• [WRITTEN REQUEST]: Convert the items below into a two-column CSV with the headers text and answer. Give one row per item, putting its wording and its answer each in a single quoted field with line breaks turned into spaces, and leave the pictures out.

• [DATA SUPPLIED]:

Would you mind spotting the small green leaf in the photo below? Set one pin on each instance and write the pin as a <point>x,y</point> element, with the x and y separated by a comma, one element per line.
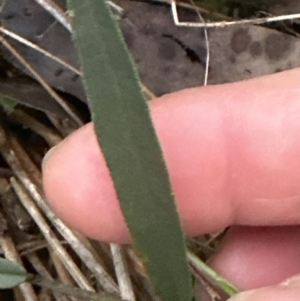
<point>133,155</point>
<point>11,274</point>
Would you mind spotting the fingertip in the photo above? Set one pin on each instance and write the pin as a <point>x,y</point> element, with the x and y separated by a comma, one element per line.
<point>79,188</point>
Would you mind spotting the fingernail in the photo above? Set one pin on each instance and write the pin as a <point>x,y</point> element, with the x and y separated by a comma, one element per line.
<point>244,296</point>
<point>47,156</point>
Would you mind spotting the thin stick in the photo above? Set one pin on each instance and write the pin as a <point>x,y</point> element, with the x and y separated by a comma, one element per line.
<point>49,235</point>
<point>86,256</point>
<point>206,43</point>
<point>52,8</point>
<point>125,285</point>
<point>11,253</point>
<point>229,23</point>
<point>38,49</point>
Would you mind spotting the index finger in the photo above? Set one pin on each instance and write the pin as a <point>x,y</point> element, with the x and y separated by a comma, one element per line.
<point>232,152</point>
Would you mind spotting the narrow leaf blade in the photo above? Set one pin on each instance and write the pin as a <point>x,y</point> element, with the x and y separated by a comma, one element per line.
<point>130,146</point>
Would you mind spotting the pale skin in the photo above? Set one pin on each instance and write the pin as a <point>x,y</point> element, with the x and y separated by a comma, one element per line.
<point>233,155</point>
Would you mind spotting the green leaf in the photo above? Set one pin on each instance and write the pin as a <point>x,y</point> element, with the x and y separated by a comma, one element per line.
<point>131,149</point>
<point>11,274</point>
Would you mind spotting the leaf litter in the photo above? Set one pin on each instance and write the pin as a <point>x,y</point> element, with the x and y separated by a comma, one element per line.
<point>168,57</point>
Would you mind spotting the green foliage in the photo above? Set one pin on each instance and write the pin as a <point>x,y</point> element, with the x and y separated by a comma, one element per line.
<point>131,149</point>
<point>11,274</point>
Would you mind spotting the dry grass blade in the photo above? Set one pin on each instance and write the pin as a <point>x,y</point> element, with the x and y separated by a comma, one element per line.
<point>102,276</point>
<point>11,253</point>
<point>125,285</point>
<point>44,273</point>
<point>38,49</point>
<point>229,23</point>
<point>56,12</point>
<point>50,236</point>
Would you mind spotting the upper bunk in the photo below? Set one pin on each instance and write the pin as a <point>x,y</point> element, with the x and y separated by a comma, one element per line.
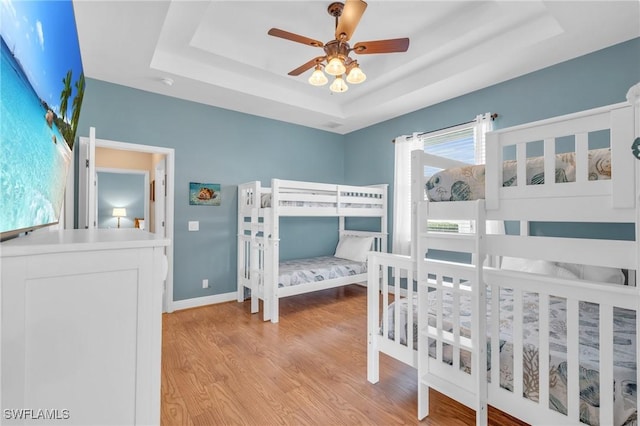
<point>606,196</point>
<point>298,198</point>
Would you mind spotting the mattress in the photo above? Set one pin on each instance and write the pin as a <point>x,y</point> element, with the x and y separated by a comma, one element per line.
<point>468,182</point>
<point>300,271</point>
<point>265,201</point>
<point>625,350</point>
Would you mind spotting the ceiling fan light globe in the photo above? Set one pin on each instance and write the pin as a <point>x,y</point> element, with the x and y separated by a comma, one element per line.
<point>356,76</point>
<point>318,78</point>
<point>335,67</point>
<point>338,85</point>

• [WRITTEN SOLUTION]:
text,answer
"Would you mind spotting the small green leaf in the photo below? Set one pin on each instance and write the pin as a <point>x,y</point> element, with the x and y separated by a comma, one element per line.","<point>133,155</point> <point>11,274</point>"
"Would you mind spotting the fingertip in the photo above? Set one pin on each instance and write the pin as a <point>x,y</point> element, with the x and y separated by a comma, one element per line.","<point>79,188</point>"
"Would you mind spotting the fingernail in the photo above? Set one pin on each instance and write the pin as a <point>x,y</point> element, with the x and y separated by a comma, one element per line.","<point>244,296</point> <point>47,156</point>"
"Would you mind spotting the thin stick in the photo above? Set one pin on each instance and write the pin as a <point>x,y</point> element, with the x and y separated by a comma, one element per line.","<point>49,235</point> <point>86,256</point> <point>206,43</point> <point>52,8</point> <point>125,285</point> <point>11,253</point> <point>229,23</point> <point>38,49</point>"
"Would you mind spotting the index finger in the photo above? Set one pin on each instance and write the pin as a <point>x,y</point> element, with the x and y separated by a comma, one element per line.","<point>232,152</point>"
"Would you mind spotting the narrow leaf blade in the photo above? Set one pin on each instance and write the pin as a <point>x,y</point> element, with the x and y separated by a comma, one element per line.","<point>130,146</point>"
"Would you mind spotting the pale skin in the photo above? Set one pin on each instance and write the pin as a <point>x,y</point> element, with the x and y separated by a comma, one element per line.","<point>233,155</point>"
"Would you mind spotting the green leaf in the photo above? Set one pin on each instance and write the pin as a <point>x,y</point> element, with the x and y separated by a comma, one element per line.","<point>131,149</point> <point>11,274</point>"
"Would you mind spotting the leaf litter in the photo above? Set one pin on each instance and write the pin as a <point>x,y</point> element, with the x and y separated by a comma, one element per line.","<point>168,57</point>"
"Would you mind spotting the green foliage in the photo above? Set one pin on each instance and write the pin as a <point>x,y</point> element, with the x and y separated by a comma, one element per line.","<point>131,149</point> <point>11,274</point>"
"Would you mind spotting the dry grass blade in the photo above? Set one pin on each instance and write the pin as a <point>x,y</point> element, with the x and y separated by a comma, one element per line.","<point>102,276</point> <point>11,253</point> <point>125,285</point> <point>44,273</point> <point>38,49</point> <point>229,23</point> <point>56,12</point> <point>50,236</point>"
"Would you mind spotting the upper bunk in the photo below? Set one pin on each instance and write the pin as a <point>x,y</point> element, with the x and y separated by a comma, one element per line.","<point>606,196</point> <point>298,198</point>"
"Would you mind spotting the mattress in the photo above? Set one pin on each instance and write the pin as a <point>x,y</point> element, with the x and y separated by a comma, one element per line.","<point>468,182</point> <point>300,271</point> <point>265,201</point> <point>625,350</point>"
"Would you mind spotting the ceiling fan light globe in the photo above? Set one pin on each instance and write the pin as a <point>x,y</point> element, with the x and y separated by a comma, one element per line.","<point>356,76</point> <point>318,78</point> <point>335,67</point> <point>338,85</point>"